Start of Exercise material

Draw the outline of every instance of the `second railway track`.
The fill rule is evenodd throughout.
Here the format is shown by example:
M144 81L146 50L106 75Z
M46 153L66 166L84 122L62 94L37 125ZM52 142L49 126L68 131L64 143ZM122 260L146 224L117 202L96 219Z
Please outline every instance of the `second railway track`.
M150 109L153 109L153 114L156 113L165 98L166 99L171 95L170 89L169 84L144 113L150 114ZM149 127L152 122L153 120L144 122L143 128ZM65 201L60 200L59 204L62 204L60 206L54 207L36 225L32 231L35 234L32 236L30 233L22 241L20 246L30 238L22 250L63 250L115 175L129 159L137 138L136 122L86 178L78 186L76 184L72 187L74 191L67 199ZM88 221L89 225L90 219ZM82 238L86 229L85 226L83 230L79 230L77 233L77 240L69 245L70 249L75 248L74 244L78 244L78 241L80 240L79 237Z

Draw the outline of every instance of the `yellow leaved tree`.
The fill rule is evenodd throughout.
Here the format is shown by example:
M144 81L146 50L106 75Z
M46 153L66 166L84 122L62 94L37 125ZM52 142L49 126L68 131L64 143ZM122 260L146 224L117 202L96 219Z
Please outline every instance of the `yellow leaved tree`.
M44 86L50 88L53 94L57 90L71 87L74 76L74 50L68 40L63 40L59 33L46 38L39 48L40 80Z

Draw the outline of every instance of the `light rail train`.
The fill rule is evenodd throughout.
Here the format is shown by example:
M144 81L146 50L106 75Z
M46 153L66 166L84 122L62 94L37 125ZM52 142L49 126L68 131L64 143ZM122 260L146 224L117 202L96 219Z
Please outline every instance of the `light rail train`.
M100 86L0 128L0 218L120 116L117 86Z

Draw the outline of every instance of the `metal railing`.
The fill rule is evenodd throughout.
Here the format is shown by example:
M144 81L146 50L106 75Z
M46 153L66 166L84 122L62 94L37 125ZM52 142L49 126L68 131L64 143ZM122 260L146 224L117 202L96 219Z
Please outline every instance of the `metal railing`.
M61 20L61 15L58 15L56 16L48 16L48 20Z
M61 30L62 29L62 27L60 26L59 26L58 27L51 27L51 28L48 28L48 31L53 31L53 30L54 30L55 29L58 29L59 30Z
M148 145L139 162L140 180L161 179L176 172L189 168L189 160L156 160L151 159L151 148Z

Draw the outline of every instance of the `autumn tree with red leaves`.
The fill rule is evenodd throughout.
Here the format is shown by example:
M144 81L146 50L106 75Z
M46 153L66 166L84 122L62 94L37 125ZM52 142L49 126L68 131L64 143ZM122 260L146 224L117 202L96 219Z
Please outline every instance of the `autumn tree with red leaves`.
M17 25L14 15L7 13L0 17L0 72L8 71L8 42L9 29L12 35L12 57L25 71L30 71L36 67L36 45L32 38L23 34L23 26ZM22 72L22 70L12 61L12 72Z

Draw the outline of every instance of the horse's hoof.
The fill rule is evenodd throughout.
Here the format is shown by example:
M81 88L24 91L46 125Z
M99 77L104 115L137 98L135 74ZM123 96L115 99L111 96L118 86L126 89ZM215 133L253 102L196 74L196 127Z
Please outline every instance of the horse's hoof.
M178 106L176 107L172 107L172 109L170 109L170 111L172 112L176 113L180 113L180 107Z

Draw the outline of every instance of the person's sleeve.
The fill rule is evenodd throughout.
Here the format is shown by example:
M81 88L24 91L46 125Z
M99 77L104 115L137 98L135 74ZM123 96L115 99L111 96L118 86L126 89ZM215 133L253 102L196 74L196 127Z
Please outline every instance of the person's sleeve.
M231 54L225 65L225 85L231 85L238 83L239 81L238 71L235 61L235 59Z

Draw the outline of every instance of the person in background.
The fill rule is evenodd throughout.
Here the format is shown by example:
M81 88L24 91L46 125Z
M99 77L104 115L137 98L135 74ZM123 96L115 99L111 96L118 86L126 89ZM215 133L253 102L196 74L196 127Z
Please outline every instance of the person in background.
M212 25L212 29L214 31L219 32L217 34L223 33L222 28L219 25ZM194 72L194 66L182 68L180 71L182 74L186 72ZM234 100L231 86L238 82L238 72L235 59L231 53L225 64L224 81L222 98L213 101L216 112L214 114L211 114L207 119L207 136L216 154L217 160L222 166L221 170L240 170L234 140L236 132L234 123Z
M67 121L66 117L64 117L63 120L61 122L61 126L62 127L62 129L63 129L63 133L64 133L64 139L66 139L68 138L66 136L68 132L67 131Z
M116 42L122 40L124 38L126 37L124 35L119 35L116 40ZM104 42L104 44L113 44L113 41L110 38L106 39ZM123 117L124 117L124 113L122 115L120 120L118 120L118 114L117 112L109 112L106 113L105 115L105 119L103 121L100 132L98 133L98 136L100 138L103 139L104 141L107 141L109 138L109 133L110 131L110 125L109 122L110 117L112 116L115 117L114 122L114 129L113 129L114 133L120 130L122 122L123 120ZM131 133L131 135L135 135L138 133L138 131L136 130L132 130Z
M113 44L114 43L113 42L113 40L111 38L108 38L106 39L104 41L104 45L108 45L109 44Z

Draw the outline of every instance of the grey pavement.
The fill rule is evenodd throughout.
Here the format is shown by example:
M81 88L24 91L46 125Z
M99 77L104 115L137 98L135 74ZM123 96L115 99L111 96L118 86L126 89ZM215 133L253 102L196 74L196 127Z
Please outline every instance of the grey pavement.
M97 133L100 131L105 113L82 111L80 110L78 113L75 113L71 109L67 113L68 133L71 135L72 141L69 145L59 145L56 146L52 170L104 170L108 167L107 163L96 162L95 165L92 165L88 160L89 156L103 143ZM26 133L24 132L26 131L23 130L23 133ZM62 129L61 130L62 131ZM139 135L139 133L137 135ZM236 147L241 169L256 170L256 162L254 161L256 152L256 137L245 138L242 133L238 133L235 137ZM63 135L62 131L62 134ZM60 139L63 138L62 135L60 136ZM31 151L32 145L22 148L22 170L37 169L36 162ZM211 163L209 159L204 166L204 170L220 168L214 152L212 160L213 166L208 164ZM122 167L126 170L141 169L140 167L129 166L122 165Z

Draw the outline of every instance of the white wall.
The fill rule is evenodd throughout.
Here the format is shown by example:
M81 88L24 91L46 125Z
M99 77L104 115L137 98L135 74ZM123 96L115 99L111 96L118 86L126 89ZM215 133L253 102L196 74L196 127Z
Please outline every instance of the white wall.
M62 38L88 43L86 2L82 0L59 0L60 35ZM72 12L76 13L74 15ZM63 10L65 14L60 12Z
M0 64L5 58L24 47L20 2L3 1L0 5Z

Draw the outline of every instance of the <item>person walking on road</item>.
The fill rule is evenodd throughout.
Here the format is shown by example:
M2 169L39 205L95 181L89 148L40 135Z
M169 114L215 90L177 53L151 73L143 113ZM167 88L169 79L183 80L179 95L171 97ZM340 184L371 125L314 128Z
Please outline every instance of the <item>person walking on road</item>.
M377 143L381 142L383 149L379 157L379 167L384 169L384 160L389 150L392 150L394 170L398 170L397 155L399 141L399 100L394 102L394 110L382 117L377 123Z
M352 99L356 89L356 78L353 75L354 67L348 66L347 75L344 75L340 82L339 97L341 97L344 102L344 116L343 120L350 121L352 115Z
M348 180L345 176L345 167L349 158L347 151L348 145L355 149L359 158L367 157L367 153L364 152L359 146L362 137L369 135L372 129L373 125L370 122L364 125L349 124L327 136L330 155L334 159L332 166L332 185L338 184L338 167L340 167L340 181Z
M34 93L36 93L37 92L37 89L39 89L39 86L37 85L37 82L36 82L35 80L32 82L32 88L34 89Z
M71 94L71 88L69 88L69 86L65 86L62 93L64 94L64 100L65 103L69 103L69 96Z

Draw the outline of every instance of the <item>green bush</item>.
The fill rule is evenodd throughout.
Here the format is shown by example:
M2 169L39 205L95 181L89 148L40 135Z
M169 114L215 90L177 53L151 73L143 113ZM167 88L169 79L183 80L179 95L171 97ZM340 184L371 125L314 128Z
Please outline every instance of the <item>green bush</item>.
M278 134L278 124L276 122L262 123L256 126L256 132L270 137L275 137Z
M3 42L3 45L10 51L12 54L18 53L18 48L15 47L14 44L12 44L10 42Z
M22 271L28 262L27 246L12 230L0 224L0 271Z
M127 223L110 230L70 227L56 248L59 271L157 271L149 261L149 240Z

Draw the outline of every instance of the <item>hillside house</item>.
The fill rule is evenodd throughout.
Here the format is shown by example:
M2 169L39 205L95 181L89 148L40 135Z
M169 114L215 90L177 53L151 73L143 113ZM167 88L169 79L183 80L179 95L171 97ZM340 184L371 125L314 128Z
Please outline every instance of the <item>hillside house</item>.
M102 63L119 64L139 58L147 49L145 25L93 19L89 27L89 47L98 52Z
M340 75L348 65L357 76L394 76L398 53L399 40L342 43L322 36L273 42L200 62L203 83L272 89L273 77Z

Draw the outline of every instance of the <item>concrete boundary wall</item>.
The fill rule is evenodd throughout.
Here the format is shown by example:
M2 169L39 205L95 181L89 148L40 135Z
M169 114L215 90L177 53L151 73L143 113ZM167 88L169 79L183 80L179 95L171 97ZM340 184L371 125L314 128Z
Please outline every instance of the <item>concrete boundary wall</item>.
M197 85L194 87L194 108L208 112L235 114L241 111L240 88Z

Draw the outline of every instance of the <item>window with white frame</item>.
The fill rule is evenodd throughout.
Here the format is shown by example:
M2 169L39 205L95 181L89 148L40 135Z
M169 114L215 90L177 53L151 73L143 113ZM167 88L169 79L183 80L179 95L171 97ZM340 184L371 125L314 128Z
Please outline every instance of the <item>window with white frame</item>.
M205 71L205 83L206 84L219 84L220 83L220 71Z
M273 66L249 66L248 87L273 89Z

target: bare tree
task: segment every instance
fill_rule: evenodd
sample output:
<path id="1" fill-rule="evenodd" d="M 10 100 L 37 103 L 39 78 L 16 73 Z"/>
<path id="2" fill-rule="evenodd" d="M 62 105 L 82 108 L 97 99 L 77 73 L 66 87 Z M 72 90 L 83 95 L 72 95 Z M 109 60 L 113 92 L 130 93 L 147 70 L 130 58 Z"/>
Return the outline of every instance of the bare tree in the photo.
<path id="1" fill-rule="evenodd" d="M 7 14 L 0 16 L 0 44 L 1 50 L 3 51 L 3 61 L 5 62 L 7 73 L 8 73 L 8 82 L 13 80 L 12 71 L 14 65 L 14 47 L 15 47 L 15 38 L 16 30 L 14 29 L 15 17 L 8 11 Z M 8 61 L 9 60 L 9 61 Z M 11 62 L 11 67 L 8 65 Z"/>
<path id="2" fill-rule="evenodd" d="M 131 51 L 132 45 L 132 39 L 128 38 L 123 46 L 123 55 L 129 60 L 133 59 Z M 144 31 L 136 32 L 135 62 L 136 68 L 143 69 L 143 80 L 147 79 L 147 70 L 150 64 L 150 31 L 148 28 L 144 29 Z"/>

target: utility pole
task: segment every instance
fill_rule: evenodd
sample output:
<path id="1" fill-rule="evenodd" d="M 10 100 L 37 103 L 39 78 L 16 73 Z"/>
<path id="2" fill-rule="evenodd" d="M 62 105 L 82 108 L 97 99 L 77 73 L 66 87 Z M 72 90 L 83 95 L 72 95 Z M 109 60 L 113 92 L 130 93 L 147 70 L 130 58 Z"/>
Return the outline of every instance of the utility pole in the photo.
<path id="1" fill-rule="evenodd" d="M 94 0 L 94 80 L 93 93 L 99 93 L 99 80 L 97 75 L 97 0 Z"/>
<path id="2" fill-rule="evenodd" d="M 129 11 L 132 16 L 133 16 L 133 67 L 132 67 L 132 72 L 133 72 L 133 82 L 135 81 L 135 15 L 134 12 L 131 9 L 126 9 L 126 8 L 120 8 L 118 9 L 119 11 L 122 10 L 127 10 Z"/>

End of Exercise material

Please render part of the material as a numbered list, beginning at the line that has "Draw the outline of every instance of the <item>green" and stopping after the line that has "Please outline every instance of the <item>green", with blank lines left out.

**Written solution:**
1. Draw the outline of every instance of the <item>green bush</item>.
2. The fill rule is evenodd throughout.
3. Here the format is shown by example:
4. M2 169L39 205L95 181L89 148L40 135Z
5. M169 114L215 90L177 53L151 73L143 113ZM167 88L169 79L183 80L179 95L171 97ZM340 184L371 125L314 128Z
6. Please outline every instance of the <item>green bush</item>.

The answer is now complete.